*Aim of the task:* List each line below that contains the word "blurred", and copy every such line in full.
>> Start Data entries
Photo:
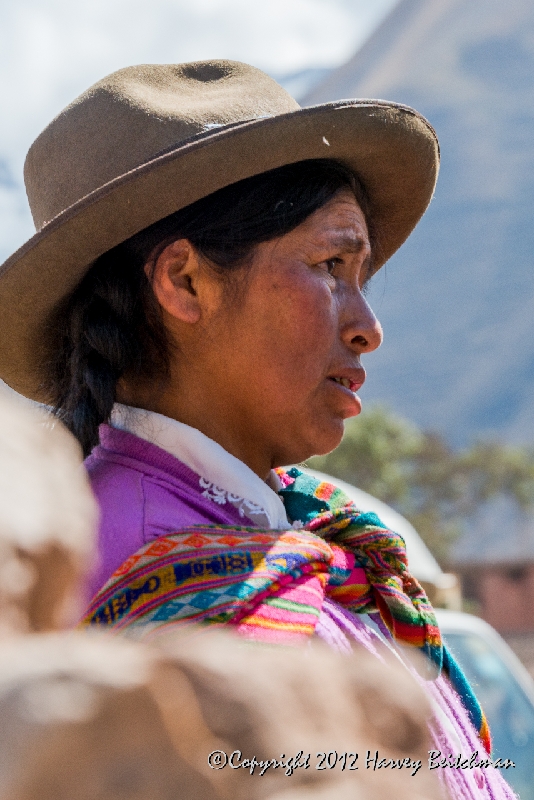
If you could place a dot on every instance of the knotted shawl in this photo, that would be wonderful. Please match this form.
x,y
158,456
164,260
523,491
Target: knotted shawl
x,y
271,584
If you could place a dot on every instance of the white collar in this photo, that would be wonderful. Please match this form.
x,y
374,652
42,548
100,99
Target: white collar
x,y
223,477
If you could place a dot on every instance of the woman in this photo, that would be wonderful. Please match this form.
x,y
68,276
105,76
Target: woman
x,y
196,289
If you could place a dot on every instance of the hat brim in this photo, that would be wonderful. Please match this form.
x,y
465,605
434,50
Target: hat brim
x,y
393,150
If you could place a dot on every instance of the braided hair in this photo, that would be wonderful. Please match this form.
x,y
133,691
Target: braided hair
x,y
111,325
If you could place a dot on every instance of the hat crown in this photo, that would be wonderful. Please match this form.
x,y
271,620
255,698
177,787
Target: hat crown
x,y
132,116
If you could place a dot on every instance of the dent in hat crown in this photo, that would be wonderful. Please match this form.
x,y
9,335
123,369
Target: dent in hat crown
x,y
132,116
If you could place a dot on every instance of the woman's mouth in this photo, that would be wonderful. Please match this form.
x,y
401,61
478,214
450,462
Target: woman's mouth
x,y
353,386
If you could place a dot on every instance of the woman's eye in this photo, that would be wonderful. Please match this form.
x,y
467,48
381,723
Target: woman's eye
x,y
330,265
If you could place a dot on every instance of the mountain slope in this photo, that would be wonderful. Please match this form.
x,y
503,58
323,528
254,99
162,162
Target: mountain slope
x,y
457,302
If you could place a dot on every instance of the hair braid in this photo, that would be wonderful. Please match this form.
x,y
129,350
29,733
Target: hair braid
x,y
102,333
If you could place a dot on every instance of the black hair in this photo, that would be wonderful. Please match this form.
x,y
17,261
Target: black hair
x,y
111,325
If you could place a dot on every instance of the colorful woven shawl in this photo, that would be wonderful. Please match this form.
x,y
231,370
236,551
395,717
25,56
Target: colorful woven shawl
x,y
271,584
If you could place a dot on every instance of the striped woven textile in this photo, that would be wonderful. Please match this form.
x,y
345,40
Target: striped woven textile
x,y
271,585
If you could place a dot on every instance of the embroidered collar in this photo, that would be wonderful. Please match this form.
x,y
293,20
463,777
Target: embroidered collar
x,y
222,477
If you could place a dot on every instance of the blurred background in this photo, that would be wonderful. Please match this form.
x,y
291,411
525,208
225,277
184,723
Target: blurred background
x,y
447,433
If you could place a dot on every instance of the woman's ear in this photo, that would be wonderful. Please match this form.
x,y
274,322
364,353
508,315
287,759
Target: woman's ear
x,y
174,277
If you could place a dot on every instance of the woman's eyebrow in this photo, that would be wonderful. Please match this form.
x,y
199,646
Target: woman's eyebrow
x,y
349,243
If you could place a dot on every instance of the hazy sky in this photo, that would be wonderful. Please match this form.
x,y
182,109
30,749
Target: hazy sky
x,y
51,50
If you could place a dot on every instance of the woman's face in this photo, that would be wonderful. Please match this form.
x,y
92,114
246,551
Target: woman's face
x,y
277,367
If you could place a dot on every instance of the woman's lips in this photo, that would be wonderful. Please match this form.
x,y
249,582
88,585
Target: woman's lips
x,y
347,382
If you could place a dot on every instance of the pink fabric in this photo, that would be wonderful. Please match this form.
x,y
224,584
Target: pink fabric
x,y
338,627
144,492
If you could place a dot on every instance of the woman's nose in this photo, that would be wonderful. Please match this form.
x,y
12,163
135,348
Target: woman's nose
x,y
361,330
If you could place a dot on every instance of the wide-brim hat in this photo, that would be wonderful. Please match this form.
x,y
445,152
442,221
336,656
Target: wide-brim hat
x,y
149,140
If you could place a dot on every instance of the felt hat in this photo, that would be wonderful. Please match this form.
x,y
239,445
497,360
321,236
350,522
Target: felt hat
x,y
149,140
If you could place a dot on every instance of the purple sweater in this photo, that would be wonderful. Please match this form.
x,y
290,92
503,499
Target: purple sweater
x,y
144,492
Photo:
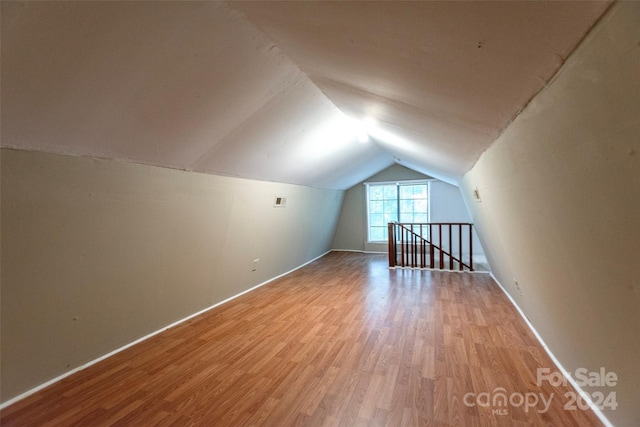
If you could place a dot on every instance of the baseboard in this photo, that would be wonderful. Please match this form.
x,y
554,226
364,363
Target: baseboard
x,y
139,340
358,251
564,372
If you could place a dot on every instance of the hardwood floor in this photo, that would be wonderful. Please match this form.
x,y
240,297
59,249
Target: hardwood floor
x,y
342,341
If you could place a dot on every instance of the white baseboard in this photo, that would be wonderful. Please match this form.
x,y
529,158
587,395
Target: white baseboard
x,y
358,251
564,372
139,340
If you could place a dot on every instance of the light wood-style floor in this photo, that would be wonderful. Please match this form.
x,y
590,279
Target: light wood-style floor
x,y
342,341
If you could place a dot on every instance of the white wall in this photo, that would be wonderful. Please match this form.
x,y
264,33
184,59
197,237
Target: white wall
x,y
560,210
98,253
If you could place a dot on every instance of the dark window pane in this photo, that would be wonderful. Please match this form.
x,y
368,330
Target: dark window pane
x,y
390,192
375,207
377,220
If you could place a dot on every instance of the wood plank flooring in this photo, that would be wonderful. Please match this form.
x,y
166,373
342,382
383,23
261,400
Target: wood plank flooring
x,y
343,341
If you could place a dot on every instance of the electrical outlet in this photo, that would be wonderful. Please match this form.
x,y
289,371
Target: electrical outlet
x,y
515,282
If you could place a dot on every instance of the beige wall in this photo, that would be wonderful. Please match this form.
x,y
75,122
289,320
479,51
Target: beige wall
x,y
98,253
446,205
560,210
351,232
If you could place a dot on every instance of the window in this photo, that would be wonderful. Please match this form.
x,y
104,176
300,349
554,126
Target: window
x,y
389,202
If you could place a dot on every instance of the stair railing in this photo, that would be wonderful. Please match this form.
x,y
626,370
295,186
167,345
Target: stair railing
x,y
415,245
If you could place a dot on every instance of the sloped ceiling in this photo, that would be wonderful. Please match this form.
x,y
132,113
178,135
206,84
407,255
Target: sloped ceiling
x,y
279,91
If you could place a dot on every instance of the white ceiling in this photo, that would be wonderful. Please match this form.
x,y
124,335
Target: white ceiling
x,y
279,91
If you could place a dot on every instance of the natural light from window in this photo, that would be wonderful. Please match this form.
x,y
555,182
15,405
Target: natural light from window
x,y
406,202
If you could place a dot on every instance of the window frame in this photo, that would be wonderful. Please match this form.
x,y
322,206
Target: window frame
x,y
399,183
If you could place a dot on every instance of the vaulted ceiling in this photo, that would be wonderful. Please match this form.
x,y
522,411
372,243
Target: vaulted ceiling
x,y
323,94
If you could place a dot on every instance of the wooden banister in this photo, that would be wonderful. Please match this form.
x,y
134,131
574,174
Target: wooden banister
x,y
408,245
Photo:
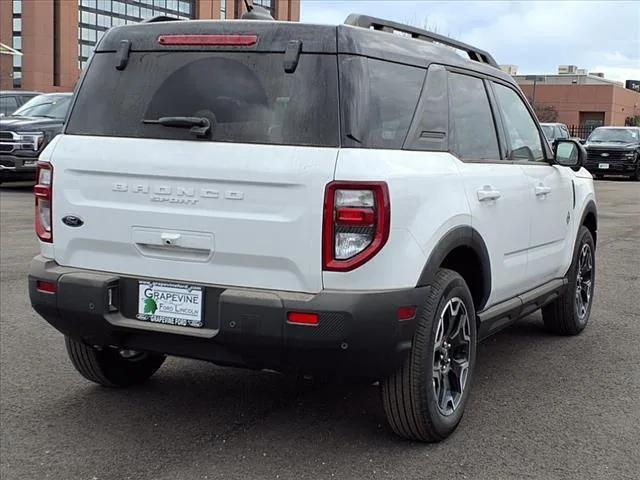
>> End Data entries
*Response below:*
If you could place a dot on every instance of the blurred background in this photo, that would be wonderful. Please match this form.
Target: blurred background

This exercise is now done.